_Extract provided_.

Monday, October 14, 2013

What is the Evidence for Prescribing Foot Orthoses?

This article discusses the available evidence for the efficacious use of custom-made foot orthoses and is limited to custom-made products defined as “manufactured from raw materials and molded over a three-dimensional (volumetric) cast of the foot, which captures bony alignment and shape”.

Orthotic Efficacy
It is not uncommon for professors, professional association representatives and clinicians to claim, “foot orthoses are an effective treatment for low back pain and a variety of other musculoskeletal and postural complaints.”

In this era of evidence-based medicine, however, where conscientious care depends upon our ability to make clinical decisions, which have been confirmed by sound scientific enquiry, practitioners cannot make such claims about foot orthoses just yet.
Perhaps it is the empirical observation that patients “respond favorably” to foot orthoses that has slowed the pursuit of hard evidence for the efficacy of custom-made foot orthoses. Regardless, third party payors may soon require stronger evidence before letting the current trend of increasing foot orthotic use continue.

Journals primarily for foot care professionals publish very few randomized clinical trials (RCTs). A review of the podiatric literature arbitrarily choosing 1998 and 1993, found that a mere 1% of the articles were RCTs. Instead of testing hypotheses, the majority of the articles generated hypotheses. To compound the problem, those articles published in podiatric journals were of a lesser quality than those published in mainstream medical journals.  A Cochrane database review (1997 to 2004), concerning the efficacy of foot orthoses, revealed only 6 RCTs. The studies were deemed to be of variable quality according to the Consolidated Standards of Reporting Trials (CONSORT-http://www.consort-statement.org/) guidelines with only one rating as high as a Sackett’s grading of B – provides some support for clinical practice.

The range of research outcomes regarding orthotic efficacy varies from inconclusive to supportive with one study suggesting that customs were inferior to off-the-shelf products. A significant concern with research on custom-made foot orthoses, prior to the last few years, is the absence of “subject-specific design” in those studies and the lack thereof being a confounder of results. Without adequate research to provide an evidence-based platform, professionals vary considerably in what they prescribe and it is difficult to develop guidelines for orthotic prescriptions.

Four retrospective studies regarding custom-made foot orthoses, between 1985 and 1993, revealed patient satisfaction ratings between 70% and 91%. A recent questionnaire of 275 patients indicated the majority felt that custom-made foot orthoses had provided relief of their symptoms to a level of 60-100%. Criticisms of these studies however, include that they were retrospective, did not control for other forms of treatment during the course of orthotic therapy and were unclear in their classification of orthotic device. Furthermore, it has been documented that “patient satisfaction” indicates service satisfaction and not necessarily treatment outcome satisfaction.

The traditional notion that foot orthoses optimally align the skeleton is being critically challenged by the scientific community as well. Repeated research efforts show that skeletal movement changes due to foot orthoses are small, subject-specific and non-systematic.

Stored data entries
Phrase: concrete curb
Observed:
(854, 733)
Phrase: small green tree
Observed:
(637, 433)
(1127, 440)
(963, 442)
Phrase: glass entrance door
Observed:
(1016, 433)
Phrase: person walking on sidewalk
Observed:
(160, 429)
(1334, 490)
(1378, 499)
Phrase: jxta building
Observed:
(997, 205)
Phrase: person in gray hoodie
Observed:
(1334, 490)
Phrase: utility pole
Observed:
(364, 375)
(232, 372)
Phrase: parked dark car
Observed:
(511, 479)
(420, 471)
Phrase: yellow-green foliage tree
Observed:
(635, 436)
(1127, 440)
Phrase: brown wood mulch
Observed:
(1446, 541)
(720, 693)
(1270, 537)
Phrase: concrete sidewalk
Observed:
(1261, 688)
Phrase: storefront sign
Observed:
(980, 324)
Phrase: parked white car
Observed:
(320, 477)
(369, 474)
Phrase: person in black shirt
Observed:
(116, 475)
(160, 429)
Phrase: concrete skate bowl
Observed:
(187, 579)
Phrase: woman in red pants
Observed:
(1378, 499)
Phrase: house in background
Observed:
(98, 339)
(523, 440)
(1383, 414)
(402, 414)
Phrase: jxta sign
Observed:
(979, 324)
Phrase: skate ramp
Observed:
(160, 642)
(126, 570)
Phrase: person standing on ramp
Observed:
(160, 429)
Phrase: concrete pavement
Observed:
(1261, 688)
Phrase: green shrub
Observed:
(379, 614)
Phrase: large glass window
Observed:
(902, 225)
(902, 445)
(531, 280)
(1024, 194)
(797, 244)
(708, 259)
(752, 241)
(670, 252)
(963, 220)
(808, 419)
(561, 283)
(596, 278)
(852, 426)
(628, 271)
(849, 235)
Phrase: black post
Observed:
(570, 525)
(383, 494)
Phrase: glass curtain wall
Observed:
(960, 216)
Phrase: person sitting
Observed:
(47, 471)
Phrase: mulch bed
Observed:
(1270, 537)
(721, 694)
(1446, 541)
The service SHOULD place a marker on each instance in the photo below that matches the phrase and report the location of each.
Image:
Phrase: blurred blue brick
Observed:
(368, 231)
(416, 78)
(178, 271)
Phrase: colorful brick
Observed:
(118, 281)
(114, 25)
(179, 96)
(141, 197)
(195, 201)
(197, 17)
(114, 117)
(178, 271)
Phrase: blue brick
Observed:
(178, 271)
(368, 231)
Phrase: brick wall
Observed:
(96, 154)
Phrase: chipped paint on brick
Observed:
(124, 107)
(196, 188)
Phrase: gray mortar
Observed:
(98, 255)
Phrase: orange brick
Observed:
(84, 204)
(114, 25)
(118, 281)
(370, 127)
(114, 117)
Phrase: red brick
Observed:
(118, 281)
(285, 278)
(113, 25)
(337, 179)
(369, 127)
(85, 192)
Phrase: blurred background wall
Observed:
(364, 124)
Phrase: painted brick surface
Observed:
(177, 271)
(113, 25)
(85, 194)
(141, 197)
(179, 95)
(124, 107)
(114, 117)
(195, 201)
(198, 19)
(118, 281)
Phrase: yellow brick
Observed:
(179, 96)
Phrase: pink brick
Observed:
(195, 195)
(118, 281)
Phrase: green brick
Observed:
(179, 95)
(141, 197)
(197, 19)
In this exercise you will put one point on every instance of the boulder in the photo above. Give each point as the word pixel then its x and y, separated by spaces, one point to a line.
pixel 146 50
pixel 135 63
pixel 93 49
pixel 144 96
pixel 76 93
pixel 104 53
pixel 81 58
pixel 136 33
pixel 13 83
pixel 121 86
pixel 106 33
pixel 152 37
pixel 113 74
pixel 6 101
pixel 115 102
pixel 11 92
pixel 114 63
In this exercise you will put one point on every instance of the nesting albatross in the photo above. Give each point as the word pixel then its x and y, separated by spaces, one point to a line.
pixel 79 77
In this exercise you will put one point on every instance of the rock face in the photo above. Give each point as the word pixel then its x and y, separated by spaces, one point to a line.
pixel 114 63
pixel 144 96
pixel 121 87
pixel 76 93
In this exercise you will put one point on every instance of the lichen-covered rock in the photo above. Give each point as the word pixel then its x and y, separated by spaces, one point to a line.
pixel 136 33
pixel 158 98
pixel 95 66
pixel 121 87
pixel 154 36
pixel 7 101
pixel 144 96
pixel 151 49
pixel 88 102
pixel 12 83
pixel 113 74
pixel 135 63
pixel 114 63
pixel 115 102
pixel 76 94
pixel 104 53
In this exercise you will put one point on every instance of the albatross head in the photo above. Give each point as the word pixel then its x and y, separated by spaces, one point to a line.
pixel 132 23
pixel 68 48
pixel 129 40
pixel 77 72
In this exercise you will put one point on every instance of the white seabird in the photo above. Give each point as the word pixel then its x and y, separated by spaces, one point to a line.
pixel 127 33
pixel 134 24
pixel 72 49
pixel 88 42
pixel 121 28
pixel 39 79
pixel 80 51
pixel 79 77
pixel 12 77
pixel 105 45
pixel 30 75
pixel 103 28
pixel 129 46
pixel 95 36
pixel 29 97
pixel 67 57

_Check your understanding_.
a - List the criticisms that the article on foot orthoses makes of the retrospective studies and the patient questionnaire.
b - Continue the article on foot orthoses, starting after its final sentence.
The stored data entries have no connection to the article on foot orthoses.

_Set of answers_.
a -
- They were retrospective.
- They did not control for other forms of treatment during the course of orthotic therapy.
- They were unclear in their classification of orthotic device.

b -
Not All the News is Bad…

Replacing the traditional “re-aligning the skeleton” theory, are several plausible alternatives to explain why custom-made foot orthoses seem to provide symptomatic relief of common musculoskeletal (MSK) complaints:
• the biomechanical theory suggests that full contact orthoses, (whereby there is complete orthotic-medial-arch contact) maximally control the pronatory moment (also described as assisting midfoot re-supination) and allow for functional first ray plantarflexion in the overpronating foot.
• The neuro-muscular theory for using full-contact custom-made orthoses suggests that the medial and lateral arches of the foot are the most sensitive regions to changes in pressure and vibration and that enhanced proprioceptive feedback allows for a movement pattern that minimizes muscle activities. This accounts for the decrease in symptoms where kinetic changes are minimal and unsystematic.

There is some research using these alternative theories, to indicate that full-contact custom-made foot orthoses may decrease lower limb musculoskeletal symptoms within 4 weeks and that there may be improvements in efficiency of gait by way of reducing centre of mass oscillation. These results however are generalizable only to custom-made foot orthoses used in that study. Another recent investigation using the same full-contact custom-made foot orthoses compared them to a group wearing traditional custom-made foot orthoses. The EMED system (a multi-sensor pressure mapping device) was used to assess changes in plantar pressure in the two groups over a 6-week period. The researchers found that patients wearing the full-contact orthoses more effectively approximated the ideal force curve, which included decreased pressure over the lateral metatarsal head with increased pressure under the 1st metatarsal heads at toe-off.

What Can We Say?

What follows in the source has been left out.